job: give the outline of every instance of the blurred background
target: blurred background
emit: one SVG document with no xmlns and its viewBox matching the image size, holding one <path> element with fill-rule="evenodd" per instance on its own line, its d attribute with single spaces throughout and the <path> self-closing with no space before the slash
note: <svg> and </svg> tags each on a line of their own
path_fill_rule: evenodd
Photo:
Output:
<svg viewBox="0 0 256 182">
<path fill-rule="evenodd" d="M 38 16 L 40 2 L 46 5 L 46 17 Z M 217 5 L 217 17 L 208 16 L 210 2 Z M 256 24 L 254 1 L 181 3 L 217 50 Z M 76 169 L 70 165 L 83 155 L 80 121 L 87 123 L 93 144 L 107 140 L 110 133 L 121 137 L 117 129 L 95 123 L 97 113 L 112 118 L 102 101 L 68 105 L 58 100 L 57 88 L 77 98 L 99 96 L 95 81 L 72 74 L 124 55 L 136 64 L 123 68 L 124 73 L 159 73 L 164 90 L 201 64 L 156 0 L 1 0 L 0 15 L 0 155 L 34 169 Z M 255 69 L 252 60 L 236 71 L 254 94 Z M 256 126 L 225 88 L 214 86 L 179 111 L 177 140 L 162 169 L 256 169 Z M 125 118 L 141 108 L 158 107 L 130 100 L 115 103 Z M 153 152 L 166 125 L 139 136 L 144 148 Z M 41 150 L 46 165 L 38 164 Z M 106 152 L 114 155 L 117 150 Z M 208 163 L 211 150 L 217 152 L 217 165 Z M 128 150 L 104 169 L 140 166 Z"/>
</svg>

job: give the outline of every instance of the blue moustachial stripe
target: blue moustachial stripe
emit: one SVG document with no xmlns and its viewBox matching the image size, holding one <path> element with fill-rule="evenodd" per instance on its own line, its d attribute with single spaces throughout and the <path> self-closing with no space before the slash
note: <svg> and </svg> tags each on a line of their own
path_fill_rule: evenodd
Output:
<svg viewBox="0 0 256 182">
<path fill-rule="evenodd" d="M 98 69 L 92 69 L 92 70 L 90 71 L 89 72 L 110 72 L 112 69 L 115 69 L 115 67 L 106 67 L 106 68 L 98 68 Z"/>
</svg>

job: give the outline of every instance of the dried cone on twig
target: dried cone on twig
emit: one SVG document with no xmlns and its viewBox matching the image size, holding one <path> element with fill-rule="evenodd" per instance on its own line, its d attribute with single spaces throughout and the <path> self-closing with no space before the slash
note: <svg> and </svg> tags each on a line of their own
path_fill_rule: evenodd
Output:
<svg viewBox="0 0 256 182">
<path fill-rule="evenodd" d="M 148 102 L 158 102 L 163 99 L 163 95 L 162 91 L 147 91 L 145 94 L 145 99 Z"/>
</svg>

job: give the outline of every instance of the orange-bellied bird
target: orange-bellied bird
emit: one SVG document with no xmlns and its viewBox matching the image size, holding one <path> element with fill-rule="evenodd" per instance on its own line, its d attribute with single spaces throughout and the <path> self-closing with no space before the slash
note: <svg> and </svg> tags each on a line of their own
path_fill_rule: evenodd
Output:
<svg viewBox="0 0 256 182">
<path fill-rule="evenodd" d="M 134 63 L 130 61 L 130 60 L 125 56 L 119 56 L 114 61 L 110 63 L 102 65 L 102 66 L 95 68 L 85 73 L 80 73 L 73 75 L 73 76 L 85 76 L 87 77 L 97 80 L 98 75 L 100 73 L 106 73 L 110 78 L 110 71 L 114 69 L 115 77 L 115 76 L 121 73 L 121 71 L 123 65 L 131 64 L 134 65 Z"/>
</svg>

> [What to work on] Could you put every line of the records above into a Markdown table with the columns Row and Line, numbering each row and leaving out the blank lines?

> [Result below]
| Row | Line |
|---|---|
| 1 | job: give the outline of every instance of the blurred background |
| 2 | target: blurred background |
| 3 | emit: one SVG document with no xmlns and its viewBox matching the image size, holding one <path> element with fill-rule="evenodd" per instance on its own line, its d attribute with single spaces throughout and the <path> self-closing with no space before the slash |
| 4 | note: <svg> and </svg> tags each on a line of their own |
| 5 | path_fill_rule: evenodd |
| 6 | Photo: |
| 7 | Output: |
| 8 | <svg viewBox="0 0 256 182"> |
| 9 | <path fill-rule="evenodd" d="M 38 16 L 40 2 L 46 5 L 46 17 Z M 217 5 L 217 17 L 208 16 L 210 2 Z M 256 24 L 254 1 L 181 3 L 217 50 Z M 76 169 L 70 165 L 83 155 L 80 121 L 87 123 L 93 144 L 107 140 L 110 133 L 121 137 L 117 129 L 95 123 L 97 113 L 112 118 L 102 101 L 68 105 L 58 100 L 57 88 L 77 98 L 99 96 L 95 81 L 72 74 L 124 55 L 136 64 L 123 68 L 124 73 L 159 73 L 164 90 L 201 64 L 156 0 L 1 0 L 0 15 L 0 155 L 34 169 Z M 255 69 L 252 60 L 236 71 L 254 94 Z M 256 126 L 225 88 L 214 86 L 179 111 L 177 140 L 162 169 L 256 169 Z M 125 118 L 141 108 L 158 107 L 130 100 L 115 103 Z M 153 152 L 166 125 L 139 136 L 144 148 Z M 41 150 L 46 165 L 38 164 Z M 106 152 L 114 155 L 117 150 Z M 208 163 L 211 150 L 217 152 L 217 165 Z M 128 150 L 104 169 L 140 166 Z"/> |
| 10 | </svg> |
| 11 | job: give the outline of every instance of the blue moustachial stripe |
| 12 | target: blue moustachial stripe |
| 13 | emit: one SVG document with no xmlns and its viewBox matching the image size, holding one <path> element with fill-rule="evenodd" per instance on its own line, its d attribute with single spaces throughout and the <path> self-closing with no space before the slash |
| 14 | note: <svg> and </svg> tags each on a line of their own |
| 15 | path_fill_rule: evenodd |
| 16 | Output: |
| 17 | <svg viewBox="0 0 256 182"> |
| 18 | <path fill-rule="evenodd" d="M 98 69 L 92 69 L 92 70 L 90 71 L 89 72 L 110 72 L 112 69 L 115 69 L 115 67 L 106 67 L 106 68 L 98 68 Z"/> |
| 19 | </svg> |
| 20 | job: give the outline of every instance of the dried cone on twig |
| 21 | target: dried cone on twig |
| 22 | emit: one SVG document with no xmlns and its viewBox matching the image size, holding one <path> element with fill-rule="evenodd" per instance on its own line, its d attribute with single spaces throughout and the <path> self-closing with no space before the slash |
| 23 | note: <svg> and </svg> tags each on a line of their own |
| 24 | path_fill_rule: evenodd |
| 25 | Output: |
| 26 | <svg viewBox="0 0 256 182"> |
| 27 | <path fill-rule="evenodd" d="M 148 102 L 158 102 L 163 99 L 163 95 L 162 91 L 147 91 L 145 94 L 145 99 Z"/> |
| 28 | </svg> |
| 29 | job: give the outline of every instance of the orange-bellied bird |
| 30 | target: orange-bellied bird |
| 31 | emit: one SVG document with no xmlns and its viewBox matching the image size, holding one <path> element with fill-rule="evenodd" per instance on its own line, its d attribute with single spaces throughout and the <path> self-closing with no space before the slash |
| 32 | note: <svg> and </svg> tags each on a line of their own |
| 33 | path_fill_rule: evenodd |
| 34 | Output: |
| 35 | <svg viewBox="0 0 256 182"> |
| 36 | <path fill-rule="evenodd" d="M 134 63 L 130 61 L 130 60 L 125 56 L 119 56 L 114 61 L 110 63 L 102 65 L 102 66 L 95 68 L 85 73 L 80 73 L 73 75 L 73 76 L 85 76 L 87 77 L 97 80 L 98 75 L 100 73 L 106 73 L 110 78 L 110 71 L 114 69 L 115 77 L 115 76 L 121 73 L 121 71 L 123 65 L 131 64 L 134 65 Z"/> |
| 37 | </svg> |